Work instructions
Write each line of the listing below as one string in a JSON list, leaving out any blank lines.

Listing
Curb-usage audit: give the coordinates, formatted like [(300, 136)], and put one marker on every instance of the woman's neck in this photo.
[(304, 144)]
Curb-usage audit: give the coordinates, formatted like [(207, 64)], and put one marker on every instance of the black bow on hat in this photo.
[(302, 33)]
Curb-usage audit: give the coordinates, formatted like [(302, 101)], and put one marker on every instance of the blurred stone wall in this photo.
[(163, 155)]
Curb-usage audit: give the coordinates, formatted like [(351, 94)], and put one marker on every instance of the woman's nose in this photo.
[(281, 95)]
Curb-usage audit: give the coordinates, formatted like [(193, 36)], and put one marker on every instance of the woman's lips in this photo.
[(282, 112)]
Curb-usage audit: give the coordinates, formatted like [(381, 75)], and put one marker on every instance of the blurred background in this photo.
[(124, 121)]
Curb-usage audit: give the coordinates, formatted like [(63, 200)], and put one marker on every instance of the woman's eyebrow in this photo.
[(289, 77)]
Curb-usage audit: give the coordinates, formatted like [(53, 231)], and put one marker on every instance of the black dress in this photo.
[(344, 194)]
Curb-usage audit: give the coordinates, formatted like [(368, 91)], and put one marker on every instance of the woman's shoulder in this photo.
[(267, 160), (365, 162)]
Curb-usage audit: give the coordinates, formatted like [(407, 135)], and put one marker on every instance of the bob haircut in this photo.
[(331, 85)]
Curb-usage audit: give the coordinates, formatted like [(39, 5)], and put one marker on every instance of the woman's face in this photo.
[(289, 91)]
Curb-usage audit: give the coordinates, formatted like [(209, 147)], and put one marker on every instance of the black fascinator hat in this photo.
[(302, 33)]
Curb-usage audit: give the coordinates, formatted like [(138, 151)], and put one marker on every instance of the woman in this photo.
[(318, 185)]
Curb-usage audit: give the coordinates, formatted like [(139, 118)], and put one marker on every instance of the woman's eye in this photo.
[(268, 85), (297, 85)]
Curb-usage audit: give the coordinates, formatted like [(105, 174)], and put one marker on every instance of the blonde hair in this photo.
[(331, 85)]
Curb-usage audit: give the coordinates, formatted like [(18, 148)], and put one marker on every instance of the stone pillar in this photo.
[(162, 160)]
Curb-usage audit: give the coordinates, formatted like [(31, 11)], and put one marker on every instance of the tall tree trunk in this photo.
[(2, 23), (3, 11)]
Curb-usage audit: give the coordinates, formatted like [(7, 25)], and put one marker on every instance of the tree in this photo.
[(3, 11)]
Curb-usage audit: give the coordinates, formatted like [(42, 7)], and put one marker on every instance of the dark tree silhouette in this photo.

Worked answer
[
  "Curb-usage audit: give the coordinates, formatted like [(300, 136)], and put one marker on every instance of the woman's neck in this photo.",
  "[(304, 144)]",
  "Curb-usage audit: give the coordinates, formatted like [(207, 64)], and put one marker on every instance of the black bow on hat in this photo.",
  "[(302, 33)]",
  "Curb-usage audit: give the coordinates, formatted like [(302, 101)], and put one marker on every instance of the blurred stone wall in this photo.",
  "[(163, 155)]",
  "Curb-usage audit: give the coordinates, formatted like [(351, 94)], and put one marker on every instance of the woman's nose in this photo.",
  "[(281, 95)]",
  "Curb-usage audit: give the coordinates, formatted like [(193, 36)], and put one marker on every instance of the woman's lips in this photo.",
  "[(282, 112)]",
  "Curb-usage audit: give the coordinates, formatted like [(381, 75)], and put one marker on every instance of the blurred background in this photo.",
  "[(124, 121)]",
  "Curb-usage audit: give the coordinates, formatted like [(63, 200)], and put one marker on every instance of the woman's eyebrow in this photo.",
  "[(289, 77)]",
  "Curb-usage audit: give the coordinates, formatted like [(53, 231)], and put one marker on every instance of the black dress in this photo.",
  "[(344, 194)]",
  "Curb-usage audit: give the coordinates, formatted like [(368, 91)], and put one marker on every instance of the woman's shoulder in this photo.",
  "[(267, 160), (365, 162)]",
  "Curb-usage audit: give the coordinates, formatted like [(407, 135)], and put one marker on every instance of the bob haircut in this photo.",
  "[(331, 85)]",
  "Curb-usage audit: give the coordinates, formatted like [(39, 5)], and put one marker on every instance of the woman's face in this photo.",
  "[(289, 91)]",
  "Curb-usage audit: give the coordinates, formatted like [(209, 147)], and put one marker on every instance of the black fascinator hat in this photo.",
  "[(302, 33)]",
  "Curb-usage audit: give the coordinates, formatted like [(138, 151)], and put one marker on every instance of the woman in this photo.",
  "[(318, 185)]",
  "Curb-usage audit: give the coordinates, formatted like [(139, 118)], and put one marker on every instance of the woman's eye in this photo.",
  "[(268, 85), (297, 85)]",
  "Curb-usage audit: give the coordinates, formatted like [(105, 174)], and put one marker on every instance of the blonde hair in this photo.",
  "[(331, 85)]",
  "Curb-usage audit: give the coordinates, formatted like [(18, 148)], and put one marker on every instance of the stone pillar in this photo.",
  "[(162, 160)]",
  "Curb-usage audit: give the coordinates, formatted like [(31, 11)], and put one marker on every instance of the tall tree trunk in this photo.",
  "[(2, 23), (3, 11)]",
  "Curb-usage audit: give the coordinates, formatted like [(7, 25)], and put one marker on every instance of the tree in this photo.",
  "[(3, 11)]",
  "Curb-usage audit: give the coordinates, formatted like [(42, 7)], and put one marker on every instance of the dark tree silhouette in this photo."
]